Task brief
Your response should be an exact transcription of the data, images excluded.

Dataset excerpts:
——

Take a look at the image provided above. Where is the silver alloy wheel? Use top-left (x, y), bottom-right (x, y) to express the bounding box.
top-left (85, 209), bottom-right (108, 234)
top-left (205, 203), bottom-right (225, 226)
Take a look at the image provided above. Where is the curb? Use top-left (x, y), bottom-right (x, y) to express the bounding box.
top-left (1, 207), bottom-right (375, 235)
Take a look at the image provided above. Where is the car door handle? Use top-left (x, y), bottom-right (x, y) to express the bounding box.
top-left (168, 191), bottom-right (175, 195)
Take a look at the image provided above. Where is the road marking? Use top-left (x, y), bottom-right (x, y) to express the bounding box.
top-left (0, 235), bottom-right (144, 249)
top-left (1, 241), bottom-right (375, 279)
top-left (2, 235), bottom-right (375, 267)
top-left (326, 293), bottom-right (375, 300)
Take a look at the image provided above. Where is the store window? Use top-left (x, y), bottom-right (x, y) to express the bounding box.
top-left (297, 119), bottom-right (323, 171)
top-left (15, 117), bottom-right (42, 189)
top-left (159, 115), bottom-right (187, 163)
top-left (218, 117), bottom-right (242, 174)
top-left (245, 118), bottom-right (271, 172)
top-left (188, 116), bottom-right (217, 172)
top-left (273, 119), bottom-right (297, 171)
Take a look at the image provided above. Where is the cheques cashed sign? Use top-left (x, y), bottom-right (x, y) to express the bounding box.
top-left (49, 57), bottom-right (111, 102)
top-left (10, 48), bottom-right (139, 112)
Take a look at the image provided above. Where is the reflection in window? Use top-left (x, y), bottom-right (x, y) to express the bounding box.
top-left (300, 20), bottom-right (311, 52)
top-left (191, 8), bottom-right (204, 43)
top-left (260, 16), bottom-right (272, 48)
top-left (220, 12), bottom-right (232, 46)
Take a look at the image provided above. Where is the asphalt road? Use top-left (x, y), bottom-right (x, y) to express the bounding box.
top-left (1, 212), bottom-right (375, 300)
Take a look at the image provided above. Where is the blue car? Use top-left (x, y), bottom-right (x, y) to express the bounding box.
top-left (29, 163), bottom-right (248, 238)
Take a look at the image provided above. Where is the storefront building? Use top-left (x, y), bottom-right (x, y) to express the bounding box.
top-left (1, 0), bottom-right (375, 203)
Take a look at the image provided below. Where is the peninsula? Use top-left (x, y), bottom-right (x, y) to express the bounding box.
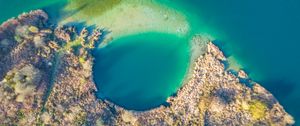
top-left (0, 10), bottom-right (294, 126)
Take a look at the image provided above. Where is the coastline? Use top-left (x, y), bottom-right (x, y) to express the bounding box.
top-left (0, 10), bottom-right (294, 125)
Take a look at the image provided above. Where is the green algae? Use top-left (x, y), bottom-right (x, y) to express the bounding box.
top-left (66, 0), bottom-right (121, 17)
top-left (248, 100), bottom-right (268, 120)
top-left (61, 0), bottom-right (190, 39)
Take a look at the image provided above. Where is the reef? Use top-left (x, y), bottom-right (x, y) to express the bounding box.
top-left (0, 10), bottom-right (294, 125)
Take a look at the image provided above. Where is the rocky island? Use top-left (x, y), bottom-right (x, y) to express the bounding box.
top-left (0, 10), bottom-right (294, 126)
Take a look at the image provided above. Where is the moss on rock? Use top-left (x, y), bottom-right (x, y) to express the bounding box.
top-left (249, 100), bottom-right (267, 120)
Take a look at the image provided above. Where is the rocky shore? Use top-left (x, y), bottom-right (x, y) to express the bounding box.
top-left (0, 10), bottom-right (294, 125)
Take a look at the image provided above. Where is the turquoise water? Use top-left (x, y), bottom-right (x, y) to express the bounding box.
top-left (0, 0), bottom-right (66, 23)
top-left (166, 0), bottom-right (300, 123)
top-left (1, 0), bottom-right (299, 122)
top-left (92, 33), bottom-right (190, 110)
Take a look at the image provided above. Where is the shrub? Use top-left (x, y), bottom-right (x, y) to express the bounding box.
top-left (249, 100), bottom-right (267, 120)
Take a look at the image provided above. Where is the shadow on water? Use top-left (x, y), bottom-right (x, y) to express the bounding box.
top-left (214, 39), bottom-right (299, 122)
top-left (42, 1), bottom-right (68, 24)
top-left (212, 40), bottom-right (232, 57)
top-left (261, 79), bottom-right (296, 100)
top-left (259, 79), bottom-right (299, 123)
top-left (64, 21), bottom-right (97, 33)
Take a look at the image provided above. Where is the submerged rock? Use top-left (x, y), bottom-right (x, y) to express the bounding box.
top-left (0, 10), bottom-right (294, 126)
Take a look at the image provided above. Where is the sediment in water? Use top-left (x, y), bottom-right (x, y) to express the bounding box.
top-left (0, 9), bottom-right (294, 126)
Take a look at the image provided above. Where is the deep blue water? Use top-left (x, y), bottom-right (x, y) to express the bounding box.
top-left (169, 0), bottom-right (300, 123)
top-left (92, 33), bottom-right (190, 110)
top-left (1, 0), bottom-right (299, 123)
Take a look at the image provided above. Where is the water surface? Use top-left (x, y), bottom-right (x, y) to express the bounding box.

——

Final answer
Take a look at the image provided above. Where is the silver alloy wheel? Use top-left (x, y), bottom-right (x, y) to express the bounding box.
top-left (85, 209), bottom-right (108, 234)
top-left (205, 203), bottom-right (225, 226)
Take a look at the image provided above. Where is the curb? Use top-left (x, y), bottom-right (x, y) to express the bounding box.
top-left (1, 207), bottom-right (375, 235)
Take a look at the image provided above. Where is the car door handle? Use top-left (x, y), bottom-right (x, y) to express the bounding box.
top-left (168, 191), bottom-right (175, 195)
Take a look at the image provided above. Where is the road marking? Use top-left (x, y), bottom-right (x, y) to express the bounding box.
top-left (0, 235), bottom-right (144, 249)
top-left (1, 241), bottom-right (375, 279)
top-left (2, 235), bottom-right (375, 267)
top-left (326, 293), bottom-right (375, 300)
Take a look at the image provided above. Where is the store window? Use top-left (x, y), bottom-right (x, y) to express the bounding box.
top-left (297, 119), bottom-right (323, 171)
top-left (15, 117), bottom-right (42, 189)
top-left (159, 115), bottom-right (187, 163)
top-left (218, 117), bottom-right (242, 174)
top-left (245, 118), bottom-right (271, 172)
top-left (188, 116), bottom-right (217, 172)
top-left (273, 119), bottom-right (297, 171)
Take a look at the image provided above. Where is the cheques cashed sign? Use top-left (x, y), bottom-right (x, y) to express the bounding box.
top-left (49, 57), bottom-right (111, 102)
top-left (10, 48), bottom-right (139, 112)
Take a look at the image provided above. Where is the reflection in window? Use top-left (x, y), bottom-right (x, y) to express the bounding box.
top-left (300, 20), bottom-right (311, 52)
top-left (191, 8), bottom-right (204, 43)
top-left (260, 16), bottom-right (272, 48)
top-left (220, 12), bottom-right (232, 46)
Take a look at the image provided above. Where is the asphalt road? Use top-left (x, y), bottom-right (x, y) to express the bounding box.
top-left (1, 212), bottom-right (375, 300)
Take a look at the image provided above. Where is the blue car? Use top-left (x, y), bottom-right (x, y) to express the bounding box.
top-left (29, 163), bottom-right (248, 238)
Take a look at the image provided above. Where is the storefront building? Use top-left (x, y), bottom-right (x, y) to express the bounding box.
top-left (1, 0), bottom-right (375, 203)
Take a look at the image provided below. Where is the peninsula? Use top-left (x, y), bottom-right (x, y) to express the bounding box.
top-left (0, 10), bottom-right (294, 126)
Take a look at the image provided above. Where is the coastline? Use top-left (x, y), bottom-right (x, y) to express the bounding box.
top-left (0, 10), bottom-right (294, 125)
Take a look at the image provided above. Where is the green algae? Use top-left (x, y), bottom-right (x, y) to express the bounding box.
top-left (66, 0), bottom-right (121, 17)
top-left (248, 100), bottom-right (268, 120)
top-left (61, 0), bottom-right (190, 39)
Take a look at the image provided above. Where is the reef? Use top-left (x, y), bottom-right (x, y) to express the bounding box.
top-left (0, 10), bottom-right (294, 125)
Take a look at the image provided above. Where is the rocky island? Use top-left (x, y), bottom-right (x, y) to express the bounding box.
top-left (0, 10), bottom-right (294, 126)
Take a look at the image provided above. Where is the moss on rock? Use top-left (x, y), bottom-right (x, y) to express the bounding box.
top-left (249, 100), bottom-right (267, 120)
Take a look at the image provided above. Where is the rocky shore? Use top-left (x, y), bottom-right (x, y) to express the bounding box.
top-left (0, 10), bottom-right (294, 125)
Take a look at the image provided above. Where is the turquoise water? Use top-left (x, y), bottom-right (x, y) to express the bounding box.
top-left (0, 0), bottom-right (66, 23)
top-left (166, 0), bottom-right (300, 123)
top-left (1, 0), bottom-right (299, 122)
top-left (92, 33), bottom-right (190, 110)
Take a look at the image provided above. Where is the shrub? Use top-left (x, y), bottom-right (x, y) to express the bounding box.
top-left (249, 100), bottom-right (267, 120)
Take a look at the image provided above. Where is the shadow on water? Use top-left (x, y), bottom-right (x, y) to express the bounding box.
top-left (214, 39), bottom-right (299, 122)
top-left (42, 1), bottom-right (68, 24)
top-left (212, 40), bottom-right (232, 57)
top-left (261, 79), bottom-right (296, 100)
top-left (259, 79), bottom-right (299, 123)
top-left (64, 21), bottom-right (97, 33)
Take a look at the image provided above. Where is the submerged rock? Use top-left (x, y), bottom-right (x, y) to express the bounding box.
top-left (0, 10), bottom-right (294, 126)
Take a look at the image provided above. Where is the sediment in water? Use top-left (x, y), bottom-right (x, y) to express the bounding box.
top-left (0, 9), bottom-right (294, 126)
Take a look at the image provided above. Where is the deep blue water? Use top-left (x, y), bottom-right (x, y) to express the bounding box.
top-left (169, 0), bottom-right (300, 123)
top-left (92, 33), bottom-right (190, 110)
top-left (1, 0), bottom-right (299, 123)
Take a look at the image provided above. Where is the water surface? Use top-left (x, y), bottom-right (x, y) to express the bounding box.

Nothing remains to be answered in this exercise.